» **Work instructions**
1/ Decide whether each statement below agrees with the text on the Adirondack Medical Home Initiative. Answer yes or no for each and quote the words of the text that decide it.
(a) The initiative was set up as a pilot in 2010.
(b) The medical home pilot model ran for three years.
(c) The initiative's funding incentives reward paying for procedures regardless of their effectiveness.
2/ According to the text on the Adirondack Medical Home Initiative, how many Multipayer Advanced Primary Care Practice programs nationwide were eligible for an extension by the Centers for Medicare & Medicaid Services?

» **Page extract**
--- START ---

The Adirondack Medical Home Initiative (AMHI) is
- building on the foundation of learning from its five-year Patient Centered Medical Home (PCMH) pilot model, and
- creating actionable steps toward improving quality of care and the patient experience, reducing health care costs and retaining primary care providers (PCP).
Established as a pilot in 2010, this initiative was one of only five Multipayer Advanced Primary Care Practice (MAPCP) programs nationwide eligible for an extension by Centers for Medicare & Medicaid Services (CMS).
Utilizing providers and payer investments to transform systems of care across the entire region, the emphasis is on preventive care, enhanced management of chronic conditions, and assuring a close relationship between patients and their primary care providers.
How AMHI works
We want doctors to concentrate more on quality of care rather than volume of care. The initiative creates funding incentives that reward keeping individuals healthy rather than paying for procedures without regard to effectiveness. Increased contact with a primary care physician can enable earlier diagnosis. Early diagnoses generally translate into better health and lower costs.

--- END ---

» **Supplied material**

--- START ---

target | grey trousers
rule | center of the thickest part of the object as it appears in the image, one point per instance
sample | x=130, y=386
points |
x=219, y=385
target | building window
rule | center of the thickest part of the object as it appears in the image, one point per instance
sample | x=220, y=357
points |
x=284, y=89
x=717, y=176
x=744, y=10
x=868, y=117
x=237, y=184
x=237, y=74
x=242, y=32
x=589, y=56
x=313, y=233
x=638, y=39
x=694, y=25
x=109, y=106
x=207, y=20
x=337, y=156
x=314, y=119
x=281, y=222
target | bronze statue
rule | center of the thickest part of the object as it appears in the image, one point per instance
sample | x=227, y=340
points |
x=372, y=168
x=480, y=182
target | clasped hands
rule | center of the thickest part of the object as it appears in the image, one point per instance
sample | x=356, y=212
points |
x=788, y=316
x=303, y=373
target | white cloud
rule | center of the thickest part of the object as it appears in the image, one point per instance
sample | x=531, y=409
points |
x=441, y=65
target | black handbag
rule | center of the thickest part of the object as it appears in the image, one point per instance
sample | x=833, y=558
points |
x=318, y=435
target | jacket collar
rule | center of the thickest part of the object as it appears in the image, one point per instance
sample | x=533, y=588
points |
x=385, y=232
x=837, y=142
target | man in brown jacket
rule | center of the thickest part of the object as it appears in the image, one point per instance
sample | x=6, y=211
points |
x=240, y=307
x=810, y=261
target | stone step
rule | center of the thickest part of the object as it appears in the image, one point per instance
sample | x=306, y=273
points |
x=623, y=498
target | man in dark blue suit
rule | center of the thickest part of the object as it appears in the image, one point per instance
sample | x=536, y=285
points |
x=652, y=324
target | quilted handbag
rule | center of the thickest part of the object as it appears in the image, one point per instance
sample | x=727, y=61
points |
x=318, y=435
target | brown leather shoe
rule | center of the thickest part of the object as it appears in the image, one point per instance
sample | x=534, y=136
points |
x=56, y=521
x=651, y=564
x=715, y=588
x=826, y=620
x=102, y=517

--- END ---

» **Answers to the exercise**
1/
(a) Yes: "Established as a pilot in 2010"
(b) No: "its five-year Patient Centered Medical Home (PCMH) pilot model"
(c) No: "reward keeping individuals healthy rather than paying for procedures without regard to effectiveness"

2/ Five, and the initiative was one of them.